### STATED TASK
Rewrite every line of the records below as a numbered list, omitting any blank lines.

Dataset excerpt
--
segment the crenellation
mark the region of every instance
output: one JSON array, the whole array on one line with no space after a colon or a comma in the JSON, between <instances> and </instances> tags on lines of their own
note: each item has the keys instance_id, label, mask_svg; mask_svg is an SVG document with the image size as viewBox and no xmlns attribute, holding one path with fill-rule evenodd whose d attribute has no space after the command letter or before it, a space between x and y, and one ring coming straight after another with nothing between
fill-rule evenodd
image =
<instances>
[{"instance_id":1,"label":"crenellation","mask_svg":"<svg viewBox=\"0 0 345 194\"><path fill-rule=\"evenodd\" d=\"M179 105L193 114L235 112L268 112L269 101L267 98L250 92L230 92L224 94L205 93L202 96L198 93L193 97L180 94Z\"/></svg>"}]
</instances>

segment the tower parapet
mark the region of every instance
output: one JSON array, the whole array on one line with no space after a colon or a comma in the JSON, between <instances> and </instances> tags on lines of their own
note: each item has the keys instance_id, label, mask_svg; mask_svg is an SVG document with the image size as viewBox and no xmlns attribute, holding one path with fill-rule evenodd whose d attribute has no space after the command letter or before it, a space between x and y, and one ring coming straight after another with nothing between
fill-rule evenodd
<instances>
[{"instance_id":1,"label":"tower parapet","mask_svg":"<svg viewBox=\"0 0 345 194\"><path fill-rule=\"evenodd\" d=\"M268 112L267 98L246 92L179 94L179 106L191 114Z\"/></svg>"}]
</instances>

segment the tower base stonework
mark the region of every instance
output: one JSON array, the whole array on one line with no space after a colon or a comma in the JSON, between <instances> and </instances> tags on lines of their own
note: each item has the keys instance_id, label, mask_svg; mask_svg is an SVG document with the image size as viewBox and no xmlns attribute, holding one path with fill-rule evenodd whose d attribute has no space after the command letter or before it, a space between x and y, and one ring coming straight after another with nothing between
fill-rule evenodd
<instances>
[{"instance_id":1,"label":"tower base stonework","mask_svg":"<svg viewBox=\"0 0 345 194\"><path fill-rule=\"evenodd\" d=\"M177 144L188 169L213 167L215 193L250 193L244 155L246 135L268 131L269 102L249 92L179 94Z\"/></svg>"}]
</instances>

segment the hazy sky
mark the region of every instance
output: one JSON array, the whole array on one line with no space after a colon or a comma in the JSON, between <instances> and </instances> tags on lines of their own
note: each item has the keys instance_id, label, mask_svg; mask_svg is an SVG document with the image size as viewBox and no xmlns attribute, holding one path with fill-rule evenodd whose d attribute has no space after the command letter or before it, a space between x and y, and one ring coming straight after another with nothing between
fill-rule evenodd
--
### THE COMPLETED TASK
1. segment the crenellation
2. mark the region of every instance
3. output: one JSON array, the whole array on one line with no space after a colon or a comma in the JSON, between <instances> and </instances> tags on lines of their own
4. note: each item has the keys instance_id, label, mask_svg; mask_svg is an SVG document with the image size as viewBox and no xmlns attribute, holding one path with fill-rule evenodd whose d attribute has no space after the command letter or before it, a space between x and y, and one ring coming straight after another with nothing between
5. fill-rule evenodd
6. image =
7. <instances>
8. [{"instance_id":1,"label":"crenellation","mask_svg":"<svg viewBox=\"0 0 345 194\"><path fill-rule=\"evenodd\" d=\"M179 105L193 114L235 112L268 112L269 101L267 98L250 92L230 92L224 94L205 93L202 96L198 93L193 97L180 94Z\"/></svg>"}]
9. </instances>
10. segment the tower parapet
11. mark the region of every instance
12. output: one JSON array, the whole array on one line with no space after a colon or a comma in the JSON, between <instances> and </instances> tags on lines of their own
13. note: each item has the keys instance_id, label, mask_svg; mask_svg is an SVG document with the image size as viewBox and no xmlns attribute, holding one path with fill-rule evenodd whose d attribute has no space after the command letter or before it, a space between x and y, and one ring coming straight after another with nothing between
14. fill-rule evenodd
15. <instances>
16. [{"instance_id":1,"label":"tower parapet","mask_svg":"<svg viewBox=\"0 0 345 194\"><path fill-rule=\"evenodd\" d=\"M268 112L267 98L246 92L179 94L179 106L191 114Z\"/></svg>"}]
17. </instances>
18. segment the tower base stonework
19. mark the region of every instance
20. output: one JSON array, the whole array on one line with no space after a colon or a comma in the JSON, between <instances> and </instances> tags on lines of their own
21. note: each item has the keys instance_id, label, mask_svg; mask_svg is an SVG document with the image size as viewBox and no xmlns attribute, holding one path with fill-rule evenodd whose d attribute has no space after the command letter or before it, a space between x and y, and one ring coming straight after another with nothing between
22. fill-rule evenodd
23. <instances>
24. [{"instance_id":1,"label":"tower base stonework","mask_svg":"<svg viewBox=\"0 0 345 194\"><path fill-rule=\"evenodd\" d=\"M177 144L188 169L213 167L215 193L250 193L244 155L246 135L268 131L269 102L249 92L179 94Z\"/></svg>"}]
25. </instances>
26. segment the hazy sky
27. mark the region of every instance
28. output: one JSON array, the whole array on one line with no space after a colon or a comma in the JSON, between <instances> and </instances> tags on lines of their own
29. note: each item has the keys instance_id, label, mask_svg; mask_svg is an SVG document with the image size as viewBox and no xmlns attribute, holding one path with fill-rule evenodd whose d attribute has no space after the command letter or before it, a space between x and y, and one ring coming straight after another with nothing between
30. fill-rule evenodd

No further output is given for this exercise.